***** Text for analysis

On Sunday (5 February) Grant Shapps called on Ofgem to “toughen up on energy suppliers” following reports of forced prepayment meter installations by British Gas.
An expose in the Times last week found that “even those with small children or medical conditions have not been shown forbearance” according to the Government, with debt collectors breaking into homes to install prepayment meters.
British Gas has since admitted fault, and suspended all prepayment warrant activity for the winter at least.
However, Shapps highlighted that the findings of the Times follow several reviews by the regulator of supplier activities, which failed to identify the unacceptable behaviour or other shortcomings.
As such, the minister – who was today appointed as the first Secretary of Statement for the newly unveiled Department for Energy Security and Net Zero – has told Ofgem to toughen up and investigate customer experiences when evaluating how a supplier is performing.
The regulator should set up a new customer reporting system, he added, to allow households to pass on their own stories of how they’re being created by their supplier, moving away from a system that relies on energy firm bosses to share stories.
“I am appalled that vulnerable customers struggling with their energy bills have had their homes invaded and prepayment meters installed when there is a clear duty on suppliers to provide them with support. They need to refocus their efforts on their consumers, the British public, who are at the receiving end of this abhorrent behaviour,” said Shapps.
“I’m also concerned the regulator is too easily having the wool pulled over their eyes by taking at face value what energy companies are telling them. They need to also listen to customers to make sure this treatment of vulnerable consumers doesn’t happen again.”

**********
***** Data records

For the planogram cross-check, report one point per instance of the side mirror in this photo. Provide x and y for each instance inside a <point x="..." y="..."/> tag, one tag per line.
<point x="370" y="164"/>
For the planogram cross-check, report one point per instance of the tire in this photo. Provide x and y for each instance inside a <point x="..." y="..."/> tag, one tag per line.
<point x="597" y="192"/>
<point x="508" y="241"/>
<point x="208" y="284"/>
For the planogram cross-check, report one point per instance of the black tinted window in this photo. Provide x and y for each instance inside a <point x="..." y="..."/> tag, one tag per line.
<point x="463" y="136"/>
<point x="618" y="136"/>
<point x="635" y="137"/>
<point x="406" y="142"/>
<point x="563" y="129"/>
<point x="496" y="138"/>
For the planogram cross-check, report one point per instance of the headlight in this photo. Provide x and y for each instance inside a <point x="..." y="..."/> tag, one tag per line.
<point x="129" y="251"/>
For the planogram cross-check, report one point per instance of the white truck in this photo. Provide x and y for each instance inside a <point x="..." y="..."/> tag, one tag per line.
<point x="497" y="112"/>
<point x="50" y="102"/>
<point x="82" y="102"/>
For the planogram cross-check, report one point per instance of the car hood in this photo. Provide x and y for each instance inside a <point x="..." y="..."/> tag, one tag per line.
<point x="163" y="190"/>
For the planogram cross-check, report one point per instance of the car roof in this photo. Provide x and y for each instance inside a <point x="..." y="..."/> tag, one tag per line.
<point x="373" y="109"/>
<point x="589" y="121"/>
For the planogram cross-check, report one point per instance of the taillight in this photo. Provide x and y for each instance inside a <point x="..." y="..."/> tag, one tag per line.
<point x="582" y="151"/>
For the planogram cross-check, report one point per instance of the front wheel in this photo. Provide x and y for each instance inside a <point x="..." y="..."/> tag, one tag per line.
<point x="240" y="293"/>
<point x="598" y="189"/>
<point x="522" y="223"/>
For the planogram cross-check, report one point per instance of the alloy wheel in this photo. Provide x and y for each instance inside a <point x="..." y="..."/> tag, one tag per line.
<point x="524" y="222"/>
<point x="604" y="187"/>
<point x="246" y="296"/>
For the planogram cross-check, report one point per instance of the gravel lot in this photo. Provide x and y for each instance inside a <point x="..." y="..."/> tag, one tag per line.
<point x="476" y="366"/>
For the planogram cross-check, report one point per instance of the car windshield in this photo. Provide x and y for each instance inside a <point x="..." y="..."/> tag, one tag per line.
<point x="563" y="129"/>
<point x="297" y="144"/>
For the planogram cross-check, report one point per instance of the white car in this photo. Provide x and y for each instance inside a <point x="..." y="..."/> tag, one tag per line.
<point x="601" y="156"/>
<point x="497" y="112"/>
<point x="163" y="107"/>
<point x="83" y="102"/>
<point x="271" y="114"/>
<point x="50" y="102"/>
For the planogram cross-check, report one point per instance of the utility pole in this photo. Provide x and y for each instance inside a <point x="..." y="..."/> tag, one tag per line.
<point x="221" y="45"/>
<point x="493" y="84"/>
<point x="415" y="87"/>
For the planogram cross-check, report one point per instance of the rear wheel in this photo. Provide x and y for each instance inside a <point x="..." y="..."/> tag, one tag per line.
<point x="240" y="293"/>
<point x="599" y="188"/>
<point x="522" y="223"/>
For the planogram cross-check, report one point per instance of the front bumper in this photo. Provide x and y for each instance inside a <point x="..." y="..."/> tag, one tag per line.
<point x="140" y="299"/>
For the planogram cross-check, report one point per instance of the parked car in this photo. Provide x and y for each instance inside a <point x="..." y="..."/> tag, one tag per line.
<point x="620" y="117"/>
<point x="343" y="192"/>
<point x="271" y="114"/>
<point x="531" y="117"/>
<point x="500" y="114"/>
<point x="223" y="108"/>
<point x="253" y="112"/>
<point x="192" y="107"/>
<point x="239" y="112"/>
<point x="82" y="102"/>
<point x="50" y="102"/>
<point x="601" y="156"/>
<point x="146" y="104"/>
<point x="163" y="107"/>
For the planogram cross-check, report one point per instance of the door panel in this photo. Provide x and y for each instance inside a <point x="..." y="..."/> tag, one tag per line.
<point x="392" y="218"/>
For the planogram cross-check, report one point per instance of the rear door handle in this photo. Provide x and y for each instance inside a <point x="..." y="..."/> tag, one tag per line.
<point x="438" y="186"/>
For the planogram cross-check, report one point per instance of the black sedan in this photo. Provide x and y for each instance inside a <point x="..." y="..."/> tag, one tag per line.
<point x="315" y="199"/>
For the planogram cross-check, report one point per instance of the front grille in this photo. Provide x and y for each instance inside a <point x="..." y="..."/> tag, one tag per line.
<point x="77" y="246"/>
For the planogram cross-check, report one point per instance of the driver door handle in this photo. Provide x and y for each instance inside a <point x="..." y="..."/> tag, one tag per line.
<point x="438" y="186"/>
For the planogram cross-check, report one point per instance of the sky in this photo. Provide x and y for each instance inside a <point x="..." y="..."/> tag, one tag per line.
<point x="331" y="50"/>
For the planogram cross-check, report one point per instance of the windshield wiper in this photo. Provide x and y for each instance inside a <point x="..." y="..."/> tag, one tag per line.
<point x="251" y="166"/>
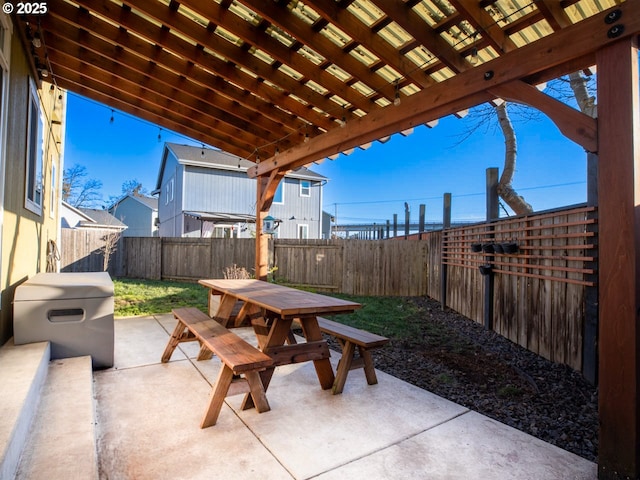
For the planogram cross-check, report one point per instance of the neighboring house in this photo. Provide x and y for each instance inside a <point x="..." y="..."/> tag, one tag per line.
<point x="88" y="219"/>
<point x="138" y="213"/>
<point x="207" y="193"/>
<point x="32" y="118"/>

**********

What needs to be done:
Continue the article above about Grant Shapps pressing Ofgem over forced prepayment meter installations, picking up after its final quoted sentence.

Answer box:
In addition to this call on Ofgem to ensure the voices of consumers, and in particular vulnerable consumers, are heard, Shapps has also given energy supplier bosses a deadline of today (Tuesday 7 February) to report back to him on the remedial actions they intend to take should they have wrongfully installed prepayment meters in the homes of vulnerable customers.
A number of suppliers have already announced that they have suspended the forced installations of prepayment meters after the article in the Times last week, while they reassured the regulator that they are complying with regulations.
The report into British Gas’s forced installations follows evidence presented by Humane Energy in January, and picked up by Shapps for a BEIS investigation, into suppliers switching smart meters to prepayment when a household’s account falls into arears.
Amid the wider energy crisis, the number of households falling into debt with suppliers has increased significantly.
However, according to recent analysis by Octopus Energy, using prepayment as opposed to a direct debit can cost up to £254 extra annually. This is more than three times the cost of what it was in April 2021 when the figure stood at £84.
The scandal around the force fitting of prepayment meters comes as Ofgem found all 17 of the UK’s largest energy suppliers to have weaknesses in consumer practices.